» **Work to complete**: Reproduce the stretch of rows from the line containing "Labeling guideline: the ribbed" through the line containing "[0,0,626,415]", without altering a single character.

:: Records for this task ::

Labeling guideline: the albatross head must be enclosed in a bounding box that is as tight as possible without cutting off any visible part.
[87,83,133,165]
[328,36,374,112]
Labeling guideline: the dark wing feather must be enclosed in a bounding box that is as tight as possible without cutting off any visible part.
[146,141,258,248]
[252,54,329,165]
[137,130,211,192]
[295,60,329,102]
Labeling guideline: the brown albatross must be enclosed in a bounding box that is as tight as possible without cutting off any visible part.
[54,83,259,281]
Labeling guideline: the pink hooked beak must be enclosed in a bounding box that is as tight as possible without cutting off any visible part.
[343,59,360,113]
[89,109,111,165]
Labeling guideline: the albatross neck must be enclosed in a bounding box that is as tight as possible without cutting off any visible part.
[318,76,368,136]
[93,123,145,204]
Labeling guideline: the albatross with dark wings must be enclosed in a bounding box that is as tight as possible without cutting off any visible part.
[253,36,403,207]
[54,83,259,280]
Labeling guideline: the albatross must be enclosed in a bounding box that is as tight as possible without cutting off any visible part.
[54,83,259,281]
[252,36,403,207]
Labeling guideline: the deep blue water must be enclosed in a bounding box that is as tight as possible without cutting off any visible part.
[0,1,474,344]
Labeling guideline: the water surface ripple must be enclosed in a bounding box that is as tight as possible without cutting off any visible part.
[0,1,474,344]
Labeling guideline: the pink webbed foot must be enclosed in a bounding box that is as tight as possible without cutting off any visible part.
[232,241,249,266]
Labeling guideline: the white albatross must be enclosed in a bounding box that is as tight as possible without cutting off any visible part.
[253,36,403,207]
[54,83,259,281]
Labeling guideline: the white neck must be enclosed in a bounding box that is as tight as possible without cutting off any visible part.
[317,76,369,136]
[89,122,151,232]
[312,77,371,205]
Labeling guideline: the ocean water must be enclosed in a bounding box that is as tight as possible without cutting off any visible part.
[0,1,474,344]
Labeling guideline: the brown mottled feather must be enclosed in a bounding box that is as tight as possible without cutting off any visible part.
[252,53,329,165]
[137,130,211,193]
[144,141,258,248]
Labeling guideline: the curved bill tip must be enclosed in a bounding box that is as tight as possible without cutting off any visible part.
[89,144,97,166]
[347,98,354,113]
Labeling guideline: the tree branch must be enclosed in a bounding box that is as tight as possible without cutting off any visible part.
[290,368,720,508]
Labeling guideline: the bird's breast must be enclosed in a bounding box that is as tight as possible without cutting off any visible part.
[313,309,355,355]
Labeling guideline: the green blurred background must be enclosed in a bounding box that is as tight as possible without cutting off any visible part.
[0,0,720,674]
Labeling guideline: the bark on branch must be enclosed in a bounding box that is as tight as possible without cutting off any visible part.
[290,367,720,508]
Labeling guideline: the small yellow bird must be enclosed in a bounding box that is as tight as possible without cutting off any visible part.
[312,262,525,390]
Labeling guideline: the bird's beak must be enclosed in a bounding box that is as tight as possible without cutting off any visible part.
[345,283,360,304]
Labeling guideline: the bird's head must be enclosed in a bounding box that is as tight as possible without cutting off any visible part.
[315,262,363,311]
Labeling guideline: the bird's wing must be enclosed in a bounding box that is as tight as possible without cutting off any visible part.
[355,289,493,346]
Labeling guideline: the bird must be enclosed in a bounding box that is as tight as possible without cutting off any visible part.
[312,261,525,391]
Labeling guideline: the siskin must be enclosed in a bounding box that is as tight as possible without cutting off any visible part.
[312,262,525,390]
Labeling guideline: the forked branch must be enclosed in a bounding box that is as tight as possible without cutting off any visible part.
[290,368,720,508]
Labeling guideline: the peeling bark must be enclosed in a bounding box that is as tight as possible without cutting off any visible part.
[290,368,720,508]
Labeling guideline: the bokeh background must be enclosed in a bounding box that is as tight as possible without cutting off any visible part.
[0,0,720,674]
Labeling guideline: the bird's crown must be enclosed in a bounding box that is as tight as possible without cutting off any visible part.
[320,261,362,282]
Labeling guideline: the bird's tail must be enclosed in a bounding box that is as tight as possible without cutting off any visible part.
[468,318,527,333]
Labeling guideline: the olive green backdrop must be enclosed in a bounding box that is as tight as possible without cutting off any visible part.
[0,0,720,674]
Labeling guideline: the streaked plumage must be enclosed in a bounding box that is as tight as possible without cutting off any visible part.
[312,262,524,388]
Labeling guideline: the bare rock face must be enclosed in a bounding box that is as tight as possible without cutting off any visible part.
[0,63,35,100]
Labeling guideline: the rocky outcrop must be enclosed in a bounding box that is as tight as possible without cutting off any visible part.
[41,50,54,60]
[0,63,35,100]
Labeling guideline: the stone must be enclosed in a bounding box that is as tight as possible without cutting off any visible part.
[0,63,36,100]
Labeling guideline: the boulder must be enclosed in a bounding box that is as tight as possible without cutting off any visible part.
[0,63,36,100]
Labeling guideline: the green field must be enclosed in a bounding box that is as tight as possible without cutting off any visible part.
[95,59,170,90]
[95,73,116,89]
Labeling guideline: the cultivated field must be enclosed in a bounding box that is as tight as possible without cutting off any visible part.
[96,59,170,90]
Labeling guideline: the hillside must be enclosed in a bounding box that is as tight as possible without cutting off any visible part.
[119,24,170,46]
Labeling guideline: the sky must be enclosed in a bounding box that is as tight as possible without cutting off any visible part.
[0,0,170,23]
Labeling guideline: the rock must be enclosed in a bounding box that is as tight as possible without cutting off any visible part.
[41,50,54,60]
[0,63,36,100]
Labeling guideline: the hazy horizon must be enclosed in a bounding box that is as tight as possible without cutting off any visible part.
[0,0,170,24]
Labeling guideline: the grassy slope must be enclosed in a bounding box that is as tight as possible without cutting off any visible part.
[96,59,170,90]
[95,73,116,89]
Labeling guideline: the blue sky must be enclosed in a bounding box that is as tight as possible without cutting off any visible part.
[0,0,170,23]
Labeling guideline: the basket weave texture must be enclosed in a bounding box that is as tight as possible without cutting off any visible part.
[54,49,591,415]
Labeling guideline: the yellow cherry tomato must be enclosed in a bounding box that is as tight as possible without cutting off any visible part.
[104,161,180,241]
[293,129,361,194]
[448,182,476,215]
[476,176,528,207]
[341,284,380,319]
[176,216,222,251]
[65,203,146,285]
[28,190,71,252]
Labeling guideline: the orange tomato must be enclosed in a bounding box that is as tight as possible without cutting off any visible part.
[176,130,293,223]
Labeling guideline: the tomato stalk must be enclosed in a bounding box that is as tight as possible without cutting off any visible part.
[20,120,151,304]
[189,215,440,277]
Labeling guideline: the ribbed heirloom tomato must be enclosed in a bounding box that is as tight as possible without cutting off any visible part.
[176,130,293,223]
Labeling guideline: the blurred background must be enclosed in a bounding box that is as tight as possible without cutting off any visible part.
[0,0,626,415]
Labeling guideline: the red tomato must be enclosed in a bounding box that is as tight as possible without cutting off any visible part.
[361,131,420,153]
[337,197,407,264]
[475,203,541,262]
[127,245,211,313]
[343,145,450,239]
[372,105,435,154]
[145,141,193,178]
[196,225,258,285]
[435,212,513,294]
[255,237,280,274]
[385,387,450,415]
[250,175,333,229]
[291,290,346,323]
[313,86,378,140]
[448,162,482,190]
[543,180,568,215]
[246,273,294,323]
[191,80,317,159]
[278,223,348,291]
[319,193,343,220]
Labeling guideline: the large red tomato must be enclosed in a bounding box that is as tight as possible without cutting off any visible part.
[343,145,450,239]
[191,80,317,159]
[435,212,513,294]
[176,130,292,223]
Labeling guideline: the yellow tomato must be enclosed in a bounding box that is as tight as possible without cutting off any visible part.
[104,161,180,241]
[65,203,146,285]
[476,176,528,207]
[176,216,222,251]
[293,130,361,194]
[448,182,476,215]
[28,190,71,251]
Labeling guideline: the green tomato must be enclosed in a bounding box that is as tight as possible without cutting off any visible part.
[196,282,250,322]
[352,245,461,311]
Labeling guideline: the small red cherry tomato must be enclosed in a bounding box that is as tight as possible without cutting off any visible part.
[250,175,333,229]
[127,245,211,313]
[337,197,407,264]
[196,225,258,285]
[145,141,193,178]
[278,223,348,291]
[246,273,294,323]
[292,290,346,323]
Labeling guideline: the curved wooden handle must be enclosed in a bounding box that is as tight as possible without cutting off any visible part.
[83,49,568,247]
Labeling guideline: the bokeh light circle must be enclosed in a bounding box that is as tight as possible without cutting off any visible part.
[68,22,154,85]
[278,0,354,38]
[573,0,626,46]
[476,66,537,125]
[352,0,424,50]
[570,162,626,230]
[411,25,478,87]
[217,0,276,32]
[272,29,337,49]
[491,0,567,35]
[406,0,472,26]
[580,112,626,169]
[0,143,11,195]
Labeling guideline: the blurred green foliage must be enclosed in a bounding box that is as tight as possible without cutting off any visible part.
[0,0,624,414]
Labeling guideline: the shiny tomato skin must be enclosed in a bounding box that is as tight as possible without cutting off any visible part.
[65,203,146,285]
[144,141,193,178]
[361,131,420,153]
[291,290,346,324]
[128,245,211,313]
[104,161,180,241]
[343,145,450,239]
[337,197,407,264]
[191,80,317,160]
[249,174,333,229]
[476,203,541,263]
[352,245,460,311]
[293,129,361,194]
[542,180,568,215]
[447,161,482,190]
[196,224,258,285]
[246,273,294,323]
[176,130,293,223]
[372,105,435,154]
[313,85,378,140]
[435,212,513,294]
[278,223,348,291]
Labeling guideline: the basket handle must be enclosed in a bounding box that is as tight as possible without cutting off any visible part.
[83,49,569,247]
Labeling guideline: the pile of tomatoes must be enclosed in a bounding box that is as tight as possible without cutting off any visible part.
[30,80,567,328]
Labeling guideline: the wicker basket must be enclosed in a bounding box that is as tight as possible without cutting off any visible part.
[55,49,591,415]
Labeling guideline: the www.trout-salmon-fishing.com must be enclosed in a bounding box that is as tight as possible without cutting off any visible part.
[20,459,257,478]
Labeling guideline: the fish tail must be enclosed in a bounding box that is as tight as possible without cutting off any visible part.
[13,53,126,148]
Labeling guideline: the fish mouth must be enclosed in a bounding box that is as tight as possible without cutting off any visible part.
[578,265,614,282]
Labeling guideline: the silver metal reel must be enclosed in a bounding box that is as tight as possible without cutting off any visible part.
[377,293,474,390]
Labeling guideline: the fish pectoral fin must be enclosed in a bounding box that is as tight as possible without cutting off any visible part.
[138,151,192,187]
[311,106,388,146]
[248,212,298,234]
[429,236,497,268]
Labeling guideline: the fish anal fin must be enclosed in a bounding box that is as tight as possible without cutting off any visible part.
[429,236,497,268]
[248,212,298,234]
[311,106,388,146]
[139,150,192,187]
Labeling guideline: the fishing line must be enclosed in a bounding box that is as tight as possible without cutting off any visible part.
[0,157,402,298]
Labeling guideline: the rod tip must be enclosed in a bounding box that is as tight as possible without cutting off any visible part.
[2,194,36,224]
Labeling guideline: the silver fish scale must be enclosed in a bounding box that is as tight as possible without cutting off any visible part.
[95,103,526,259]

:::

» **The result**:
Labeling guideline: the ribbed heirloom tomato must be enclosed in a bounding box that is as tight as possible without cutting off any visible part.
[176,130,293,223]
Labeling guideline: the blurred background must be enclosed in a bounding box that is as tight as possible without cutting off any visible part.
[0,0,626,415]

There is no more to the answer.